[Raw records]
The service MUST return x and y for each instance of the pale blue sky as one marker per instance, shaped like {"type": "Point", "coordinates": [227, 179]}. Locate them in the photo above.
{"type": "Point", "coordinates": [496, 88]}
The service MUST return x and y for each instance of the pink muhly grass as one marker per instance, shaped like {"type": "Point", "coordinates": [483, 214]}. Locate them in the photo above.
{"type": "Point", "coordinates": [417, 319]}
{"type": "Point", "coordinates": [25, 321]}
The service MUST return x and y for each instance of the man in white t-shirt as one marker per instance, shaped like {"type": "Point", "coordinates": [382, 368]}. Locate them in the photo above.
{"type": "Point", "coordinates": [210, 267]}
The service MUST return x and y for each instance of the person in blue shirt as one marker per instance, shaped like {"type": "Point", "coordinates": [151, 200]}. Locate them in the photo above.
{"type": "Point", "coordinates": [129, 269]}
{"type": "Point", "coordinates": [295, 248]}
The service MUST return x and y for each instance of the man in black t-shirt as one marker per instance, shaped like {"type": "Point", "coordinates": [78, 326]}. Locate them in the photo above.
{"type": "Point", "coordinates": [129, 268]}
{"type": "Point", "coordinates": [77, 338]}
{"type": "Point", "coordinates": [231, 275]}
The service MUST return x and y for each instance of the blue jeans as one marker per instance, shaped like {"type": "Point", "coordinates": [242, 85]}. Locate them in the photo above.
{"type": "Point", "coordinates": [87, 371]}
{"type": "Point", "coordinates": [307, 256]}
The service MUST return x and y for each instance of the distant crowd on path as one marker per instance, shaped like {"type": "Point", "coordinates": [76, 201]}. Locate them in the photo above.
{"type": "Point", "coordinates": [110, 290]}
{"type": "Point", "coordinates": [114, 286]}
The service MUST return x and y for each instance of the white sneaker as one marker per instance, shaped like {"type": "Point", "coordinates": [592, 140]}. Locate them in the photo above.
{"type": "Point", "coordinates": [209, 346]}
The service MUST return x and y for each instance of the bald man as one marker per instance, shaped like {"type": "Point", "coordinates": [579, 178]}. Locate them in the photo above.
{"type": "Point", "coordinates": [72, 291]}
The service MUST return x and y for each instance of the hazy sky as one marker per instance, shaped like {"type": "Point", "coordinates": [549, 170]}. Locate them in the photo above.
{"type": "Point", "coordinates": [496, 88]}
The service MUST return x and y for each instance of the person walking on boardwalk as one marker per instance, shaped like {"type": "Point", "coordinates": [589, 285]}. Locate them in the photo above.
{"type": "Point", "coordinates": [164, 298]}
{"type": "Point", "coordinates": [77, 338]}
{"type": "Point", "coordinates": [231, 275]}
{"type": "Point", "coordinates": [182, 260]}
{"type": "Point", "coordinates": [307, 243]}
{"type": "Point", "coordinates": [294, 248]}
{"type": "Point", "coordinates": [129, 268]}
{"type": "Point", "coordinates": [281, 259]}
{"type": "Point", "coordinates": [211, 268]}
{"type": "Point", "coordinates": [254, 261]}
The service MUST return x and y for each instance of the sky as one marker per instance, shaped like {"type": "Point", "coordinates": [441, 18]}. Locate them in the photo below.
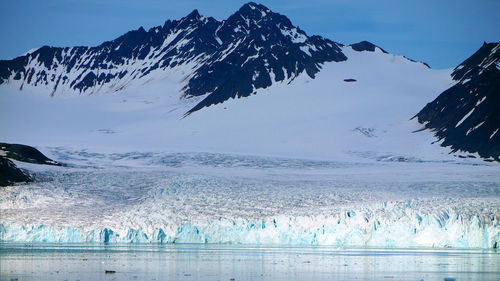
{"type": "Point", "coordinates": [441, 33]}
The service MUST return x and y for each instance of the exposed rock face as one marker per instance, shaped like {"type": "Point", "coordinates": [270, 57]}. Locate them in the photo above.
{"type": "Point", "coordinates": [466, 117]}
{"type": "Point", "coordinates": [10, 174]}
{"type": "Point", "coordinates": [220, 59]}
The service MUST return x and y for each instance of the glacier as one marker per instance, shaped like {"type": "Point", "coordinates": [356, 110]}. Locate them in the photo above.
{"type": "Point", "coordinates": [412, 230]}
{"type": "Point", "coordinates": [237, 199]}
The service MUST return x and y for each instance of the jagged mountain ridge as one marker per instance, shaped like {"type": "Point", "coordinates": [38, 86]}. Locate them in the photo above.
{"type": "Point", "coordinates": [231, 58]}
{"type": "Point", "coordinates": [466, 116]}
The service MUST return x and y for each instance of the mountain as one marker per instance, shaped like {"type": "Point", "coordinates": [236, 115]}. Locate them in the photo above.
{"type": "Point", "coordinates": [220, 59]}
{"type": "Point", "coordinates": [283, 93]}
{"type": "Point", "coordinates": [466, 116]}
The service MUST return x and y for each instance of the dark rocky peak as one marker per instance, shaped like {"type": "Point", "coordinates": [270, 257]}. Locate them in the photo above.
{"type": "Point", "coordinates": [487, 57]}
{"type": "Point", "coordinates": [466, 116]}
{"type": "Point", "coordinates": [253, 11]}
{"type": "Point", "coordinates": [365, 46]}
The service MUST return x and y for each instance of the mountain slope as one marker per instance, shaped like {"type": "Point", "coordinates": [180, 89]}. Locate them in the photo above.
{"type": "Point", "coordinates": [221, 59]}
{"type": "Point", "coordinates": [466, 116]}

* * *

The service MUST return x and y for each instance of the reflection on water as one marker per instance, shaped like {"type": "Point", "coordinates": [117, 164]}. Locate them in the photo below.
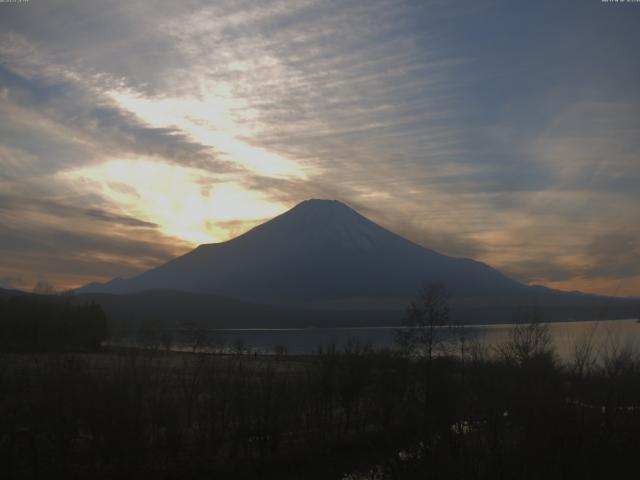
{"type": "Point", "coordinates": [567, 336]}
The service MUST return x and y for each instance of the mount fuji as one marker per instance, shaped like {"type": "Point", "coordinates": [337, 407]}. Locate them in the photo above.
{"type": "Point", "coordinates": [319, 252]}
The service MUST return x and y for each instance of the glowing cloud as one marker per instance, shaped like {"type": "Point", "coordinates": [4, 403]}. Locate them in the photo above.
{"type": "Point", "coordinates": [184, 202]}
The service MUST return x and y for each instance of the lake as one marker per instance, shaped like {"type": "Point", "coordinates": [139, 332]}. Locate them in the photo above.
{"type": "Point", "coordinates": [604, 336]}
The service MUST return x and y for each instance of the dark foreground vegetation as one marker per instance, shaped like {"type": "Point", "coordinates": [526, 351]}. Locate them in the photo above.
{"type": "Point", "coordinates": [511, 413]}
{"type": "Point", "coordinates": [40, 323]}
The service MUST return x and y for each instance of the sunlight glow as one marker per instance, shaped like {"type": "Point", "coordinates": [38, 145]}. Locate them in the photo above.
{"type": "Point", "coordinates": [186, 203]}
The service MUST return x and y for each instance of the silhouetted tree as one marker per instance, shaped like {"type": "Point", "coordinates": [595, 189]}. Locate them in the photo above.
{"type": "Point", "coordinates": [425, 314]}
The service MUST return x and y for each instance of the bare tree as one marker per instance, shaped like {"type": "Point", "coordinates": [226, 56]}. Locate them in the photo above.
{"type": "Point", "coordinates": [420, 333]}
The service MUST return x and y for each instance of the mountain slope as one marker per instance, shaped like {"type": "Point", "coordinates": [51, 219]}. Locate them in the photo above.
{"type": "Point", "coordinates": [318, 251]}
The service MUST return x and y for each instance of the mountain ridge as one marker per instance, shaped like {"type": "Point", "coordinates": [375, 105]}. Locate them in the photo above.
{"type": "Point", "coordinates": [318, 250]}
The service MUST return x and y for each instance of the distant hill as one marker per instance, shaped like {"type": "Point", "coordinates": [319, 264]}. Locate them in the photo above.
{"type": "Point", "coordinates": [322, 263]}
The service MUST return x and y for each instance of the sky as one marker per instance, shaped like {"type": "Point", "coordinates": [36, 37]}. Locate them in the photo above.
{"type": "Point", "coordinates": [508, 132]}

* * *

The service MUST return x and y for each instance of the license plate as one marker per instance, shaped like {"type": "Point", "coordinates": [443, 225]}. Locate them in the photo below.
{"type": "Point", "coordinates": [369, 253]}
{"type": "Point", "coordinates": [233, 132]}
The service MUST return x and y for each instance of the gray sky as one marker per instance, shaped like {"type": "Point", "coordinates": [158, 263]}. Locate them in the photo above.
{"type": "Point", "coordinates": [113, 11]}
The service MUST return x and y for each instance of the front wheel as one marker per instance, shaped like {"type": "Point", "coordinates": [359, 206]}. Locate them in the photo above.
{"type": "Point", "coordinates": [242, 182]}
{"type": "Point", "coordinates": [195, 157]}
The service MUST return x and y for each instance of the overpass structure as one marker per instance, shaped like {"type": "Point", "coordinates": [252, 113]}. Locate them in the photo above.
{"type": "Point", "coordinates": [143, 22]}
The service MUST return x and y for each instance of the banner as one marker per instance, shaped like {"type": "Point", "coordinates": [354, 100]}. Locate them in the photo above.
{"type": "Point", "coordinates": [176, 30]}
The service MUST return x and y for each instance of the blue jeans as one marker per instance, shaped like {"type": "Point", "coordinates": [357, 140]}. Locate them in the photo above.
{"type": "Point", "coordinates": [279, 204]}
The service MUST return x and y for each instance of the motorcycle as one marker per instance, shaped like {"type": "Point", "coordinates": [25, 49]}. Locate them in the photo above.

◆ BRIEF ◆
List every line in the records above that contains the word "blue".

◆ RIGHT ANSWER ◆
The service MUST return x and y for each instance of the pale blue sky as one marker per instance, shaped like {"type": "Point", "coordinates": [227, 179]}. Locate them in the photo above.
The service MUST return x and y for each instance of the person in blue shirt as one marker per instance, shaped like {"type": "Point", "coordinates": [151, 200]}. Locate them in the photo above.
The service MUST return x and y for each instance of the blue jeans as one marker per instance, shaped like {"type": "Point", "coordinates": [242, 85]}. Locate them in the photo above.
The service MUST return x and y for each instance of the blue jeans as one marker per instance, shaped like {"type": "Point", "coordinates": [357, 140]}. Locate them in the photo above.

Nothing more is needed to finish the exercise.